WORK TASK:
What you output must match the entries exactly, apart from the pictures, which are left out.

Saved data entries
==================================================

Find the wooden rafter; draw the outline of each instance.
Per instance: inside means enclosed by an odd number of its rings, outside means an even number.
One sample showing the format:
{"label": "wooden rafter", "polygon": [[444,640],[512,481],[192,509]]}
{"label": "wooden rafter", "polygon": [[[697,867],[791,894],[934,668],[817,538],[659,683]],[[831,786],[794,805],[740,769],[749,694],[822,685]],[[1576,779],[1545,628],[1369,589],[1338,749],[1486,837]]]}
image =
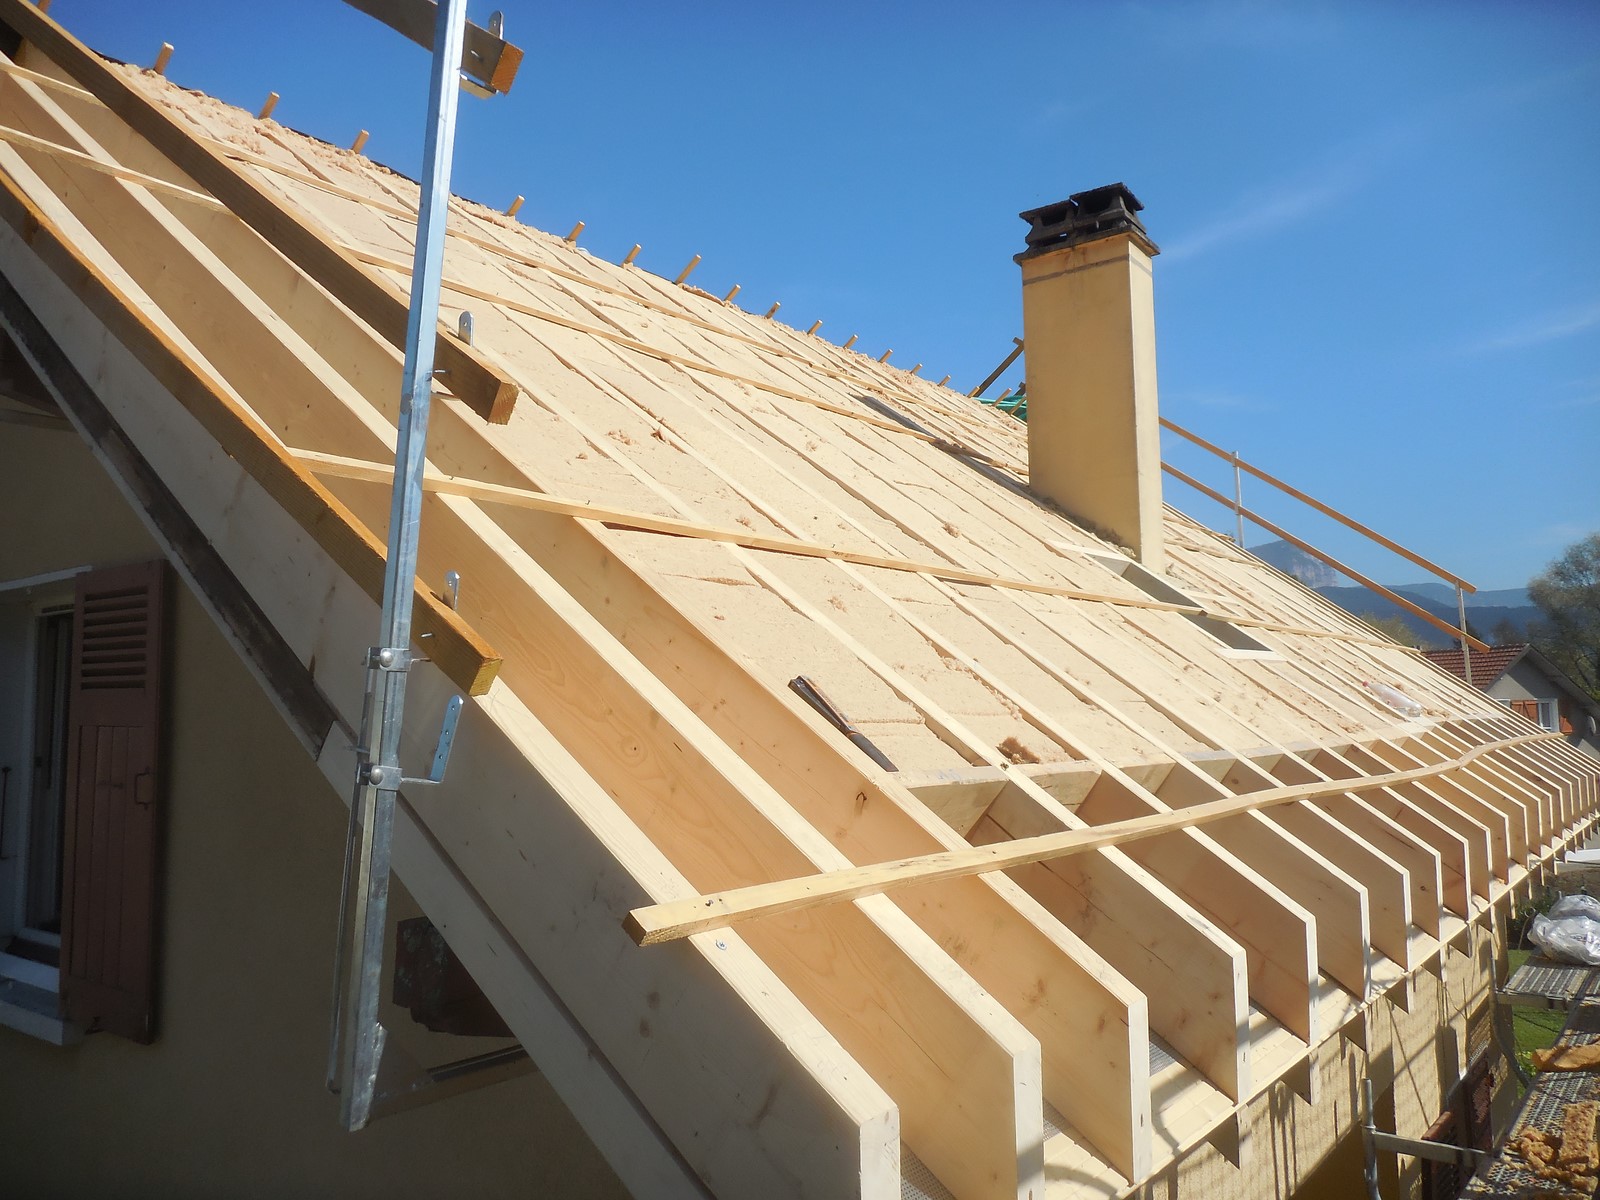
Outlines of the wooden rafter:
{"label": "wooden rafter", "polygon": [[[369,594],[382,595],[383,546],[372,533],[282,447],[281,442],[241,405],[210,369],[164,331],[117,280],[92,262],[75,240],[66,236],[55,216],[47,213],[19,186],[29,174],[20,161],[4,164],[0,147],[0,219],[25,236],[33,251],[62,277],[73,280],[91,311],[122,342],[140,355],[145,366],[171,389],[229,454],[278,498]],[[124,181],[115,180],[121,185]],[[58,203],[42,186],[38,197]],[[498,656],[427,588],[417,589],[417,628],[432,637],[435,660],[477,695],[487,690]]]}
{"label": "wooden rafter", "polygon": [[[15,136],[0,129],[0,165],[16,168],[58,236],[200,364],[267,451],[320,477],[328,511],[357,531],[381,527],[368,485],[389,477],[393,346],[119,136],[99,101],[46,74],[4,74],[38,94],[15,93],[22,115],[7,113]],[[151,96],[166,86],[129,80]],[[40,104],[45,94],[95,138]],[[288,167],[211,141],[229,119],[207,105],[173,107],[189,136],[246,164],[323,237],[403,277],[393,247],[414,217],[402,181],[265,128],[264,148],[298,164]],[[1291,1079],[1310,1098],[1311,1047],[1339,1026],[1361,1038],[1380,990],[1404,1006],[1407,972],[1437,966],[1440,941],[1524,878],[1519,858],[1548,854],[1592,810],[1592,779],[1552,743],[1520,741],[1537,735],[1515,721],[1397,720],[1364,680],[1393,681],[1434,716],[1482,702],[1175,514],[1174,578],[1197,602],[1111,582],[1086,557],[1094,539],[1041,513],[1015,487],[1014,464],[1002,479],[939,452],[1018,457],[1017,430],[986,412],[946,411],[904,373],[455,207],[452,285],[483,302],[479,344],[529,392],[506,430],[454,401],[436,412],[423,574],[461,570],[473,627],[509,649],[475,717],[468,775],[411,814],[439,839],[434,858],[416,861],[434,864],[437,882],[456,869],[437,863],[455,857],[541,969],[574,964],[561,988],[602,1014],[597,1051],[715,1189],[727,1177],[700,1122],[743,1128],[741,1097],[764,1094],[761,1053],[775,1056],[768,1074],[785,1095],[827,1097],[802,1107],[805,1128],[838,1151],[817,1176],[829,1194],[892,1195],[892,1168],[869,1180],[861,1164],[892,1161],[902,1134],[961,1195],[1021,1194],[1045,1169],[1115,1191],[1208,1134],[1232,1145],[1268,1082]],[[143,408],[125,412],[178,461]],[[228,445],[256,470],[261,448]],[[225,491],[240,461],[219,456],[205,481],[177,490]],[[245,489],[235,516],[202,524],[253,565],[231,523],[273,502]],[[326,531],[311,533],[285,539],[288,559],[321,552]],[[266,578],[284,611],[303,612],[303,598]],[[732,621],[718,626],[723,601],[698,600],[713,584],[758,589],[743,595],[796,635],[791,657],[844,664],[860,685],[847,695],[890,696],[885,709],[908,714],[914,744],[937,750],[923,765],[971,765],[949,781],[873,766],[787,693],[782,656],[757,661]],[[1184,619],[1200,615],[1274,630],[1283,654],[1224,657]],[[333,630],[346,616],[301,620]],[[312,644],[298,628],[291,640],[302,655]],[[321,657],[309,661],[326,678]],[[1011,761],[997,745],[1007,726],[1061,758]],[[338,753],[324,755],[330,778]],[[532,792],[520,782],[530,769]],[[1212,815],[1233,803],[1249,807]],[[1143,836],[1093,841],[1127,828]],[[1060,856],[998,866],[968,857],[1058,843]],[[530,859],[569,844],[581,867],[547,861],[530,875]],[[677,950],[640,954],[623,932],[628,905],[895,866],[904,878],[854,904],[802,902]],[[581,936],[547,928],[537,914],[563,905],[546,881],[571,888],[586,874],[607,882],[572,914]],[[435,900],[458,904],[452,886]],[[500,961],[515,943],[496,945],[485,969],[525,979]],[[611,998],[590,979],[608,961]],[[705,1011],[717,1016],[675,1018],[670,1043],[638,1053],[633,1030],[658,1020],[658,969],[697,1013],[710,988]],[[895,1028],[871,1027],[862,1014],[873,1012],[896,1014]],[[679,1089],[678,1060],[660,1051],[705,1053],[718,1020],[743,1039],[737,1081],[686,1077]],[[1152,1038],[1177,1059],[1159,1080]],[[689,1076],[695,1061],[681,1060]],[[680,1090],[693,1104],[673,1098]],[[1040,1096],[1063,1132],[1045,1136]],[[771,1190],[769,1153],[798,1161],[803,1139],[783,1133],[788,1121],[752,1128],[761,1148],[743,1156],[744,1190]]]}
{"label": "wooden rafter", "polygon": [[1508,750],[1528,742],[1545,741],[1560,736],[1557,733],[1519,734],[1475,746],[1447,763],[1435,763],[1407,771],[1391,771],[1381,775],[1353,777],[1331,783],[1271,788],[1196,804],[1177,812],[1135,817],[1132,820],[1118,821],[1092,829],[1026,838],[993,846],[979,846],[967,851],[924,855],[896,863],[852,867],[828,875],[784,880],[781,883],[740,889],[738,892],[722,892],[697,896],[692,900],[675,901],[671,904],[652,905],[629,913],[627,929],[640,945],[655,945],[659,942],[688,937],[692,933],[727,928],[758,917],[793,912],[814,905],[835,904],[859,896],[878,895],[895,888],[912,887],[958,875],[1001,871],[1026,863],[1083,854],[1104,846],[1119,846],[1164,833],[1193,829],[1244,813],[1259,812],[1262,809],[1297,800],[1316,800],[1344,792],[1364,793],[1414,780],[1431,779],[1446,771],[1465,767],[1490,752]]}
{"label": "wooden rafter", "polygon": [[[61,26],[26,0],[0,0],[0,19],[63,67],[174,165],[394,345],[404,344],[407,301],[331,243],[289,206],[259,187],[227,159],[202,145],[176,119],[152,104]],[[440,327],[437,361],[449,388],[485,420],[504,423],[517,385],[481,354]]]}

==================================================

TASK RESULT:
Find the wooden rafter; draw the outline of each instance.
Per instance: inside means enclosed by an odd number of its rings, outside means an even number.
One sample showing the format:
{"label": "wooden rafter", "polygon": [[444,640],[512,481],[192,509]]}
{"label": "wooden rafter", "polygon": [[[697,867],[791,894],[934,668],[817,538],[659,683]],[[831,786],[794,805],[740,769],[749,694],[822,685]],[[1576,779],[1545,628],[1369,589],[1338,749],[1486,837]]]}
image =
Outlines of the wooden rafter:
{"label": "wooden rafter", "polygon": [[[369,594],[382,595],[383,546],[372,533],[282,447],[281,442],[241,405],[210,369],[164,331],[117,280],[92,262],[75,240],[66,236],[55,216],[47,213],[19,186],[29,174],[20,161],[4,164],[0,147],[0,219],[25,236],[33,251],[62,277],[73,280],[91,311],[122,342],[140,355],[145,366],[171,389],[229,454],[278,498]],[[124,181],[115,180],[121,185]],[[58,203],[42,186],[38,197]],[[498,656],[427,588],[417,589],[417,628],[432,637],[435,660],[477,695],[487,690]]]}
{"label": "wooden rafter", "polygon": [[[15,136],[0,129],[0,165],[16,168],[58,236],[200,364],[267,451],[320,477],[328,511],[357,531],[381,527],[368,485],[389,477],[393,346],[119,136],[99,101],[46,74],[4,74],[38,94],[15,93],[22,115],[7,113]],[[151,96],[166,86],[129,80]],[[40,104],[45,94],[95,138]],[[288,167],[211,141],[229,119],[207,105],[173,107],[189,136],[246,164],[323,237],[403,277],[393,247],[414,217],[402,181],[265,128],[264,148],[298,164]],[[1291,1079],[1310,1098],[1311,1047],[1339,1026],[1361,1038],[1380,990],[1404,1006],[1407,972],[1437,966],[1440,941],[1524,878],[1519,858],[1548,854],[1592,810],[1592,779],[1552,743],[1520,741],[1537,735],[1515,721],[1397,720],[1364,680],[1393,681],[1434,716],[1482,702],[1175,514],[1174,578],[1197,602],[1111,582],[1086,557],[1094,539],[1041,513],[1015,487],[1014,464],[1002,479],[939,452],[1018,457],[1017,430],[986,412],[946,411],[904,373],[455,207],[452,285],[483,302],[479,344],[529,392],[506,430],[454,401],[436,412],[423,574],[461,570],[473,627],[509,649],[475,717],[468,775],[411,814],[439,839],[434,858],[416,861],[434,864],[437,882],[456,869],[437,863],[455,857],[541,969],[574,964],[561,988],[602,1014],[597,1051],[715,1189],[727,1177],[700,1122],[743,1128],[741,1097],[764,1094],[761,1053],[775,1056],[768,1074],[785,1095],[827,1097],[802,1107],[805,1128],[838,1151],[817,1176],[829,1194],[892,1195],[892,1168],[869,1180],[861,1164],[892,1161],[902,1134],[961,1195],[1021,1194],[1045,1169],[1115,1191],[1208,1134],[1232,1145],[1268,1082]],[[143,408],[125,412],[178,461]],[[228,445],[256,470],[261,448]],[[225,491],[240,461],[219,456],[205,481],[177,490]],[[245,489],[235,516],[202,524],[253,565],[231,523],[273,502]],[[326,531],[311,533],[285,539],[288,559],[321,552]],[[266,578],[284,611],[303,612],[303,598]],[[732,621],[718,626],[723,601],[698,600],[713,584],[758,589],[743,595],[796,635],[791,657],[844,664],[860,685],[847,695],[890,696],[885,709],[908,714],[914,744],[937,750],[923,765],[971,765],[949,781],[873,766],[787,693],[782,656],[757,661]],[[1184,619],[1200,615],[1274,630],[1283,654],[1224,657]],[[333,630],[346,616],[301,620]],[[312,644],[298,628],[291,640],[302,655]],[[321,657],[309,661],[326,678]],[[1011,761],[997,745],[1007,726],[1061,758]],[[338,753],[324,755],[330,778]],[[532,792],[520,782],[530,769]],[[1212,815],[1233,803],[1249,807]],[[1143,836],[1093,841],[1127,828]],[[1060,856],[998,866],[968,857],[1058,843]],[[530,859],[569,844],[581,867],[547,861],[530,875]],[[677,950],[640,954],[623,932],[628,905],[895,866],[904,878],[854,904],[802,902]],[[581,936],[547,928],[537,914],[563,905],[546,881],[571,888],[586,874],[607,882],[572,914]],[[435,900],[458,904],[452,886]],[[500,961],[515,943],[496,945],[485,969],[525,979]],[[611,998],[590,979],[608,961]],[[705,1011],[717,1016],[675,1018],[670,1043],[638,1053],[633,1030],[658,1020],[658,969],[697,1013],[710,988]],[[895,1028],[871,1027],[862,1014],[873,1012],[896,1014]],[[679,1089],[678,1060],[660,1051],[705,1053],[718,1020],[743,1039],[737,1081],[686,1077]],[[1152,1038],[1177,1059],[1159,1080]],[[689,1076],[695,1061],[681,1060]],[[680,1090],[693,1104],[673,1098]],[[1040,1096],[1063,1132],[1045,1136]],[[771,1190],[769,1153],[798,1161],[803,1139],[783,1133],[788,1121],[752,1128],[761,1148],[743,1156],[744,1190]]]}
{"label": "wooden rafter", "polygon": [[1508,750],[1528,742],[1545,741],[1560,736],[1557,733],[1519,734],[1475,746],[1447,763],[1435,763],[1407,771],[1391,771],[1381,775],[1353,777],[1331,783],[1271,788],[1196,804],[1177,812],[1135,817],[1132,820],[1118,821],[1092,829],[1026,838],[993,846],[979,846],[967,851],[924,855],[896,863],[852,867],[828,875],[784,880],[781,883],[740,889],[738,892],[722,892],[697,896],[692,900],[675,901],[671,904],[652,905],[629,913],[627,929],[640,945],[655,945],[659,942],[688,937],[692,933],[727,928],[758,917],[793,912],[814,905],[835,904],[859,896],[878,895],[895,888],[912,887],[958,875],[1001,871],[1026,863],[1083,854],[1104,846],[1119,846],[1164,833],[1193,829],[1244,813],[1259,812],[1262,809],[1297,800],[1316,800],[1344,792],[1364,793],[1414,780],[1431,779],[1446,771],[1465,767],[1490,752]]}
{"label": "wooden rafter", "polygon": [[[61,26],[26,0],[0,0],[0,19],[63,67],[174,165],[394,345],[404,344],[407,301],[331,243],[289,206],[259,187],[227,159],[202,145],[176,119],[152,104]],[[440,327],[437,361],[449,388],[485,420],[504,423],[517,385],[481,354]]]}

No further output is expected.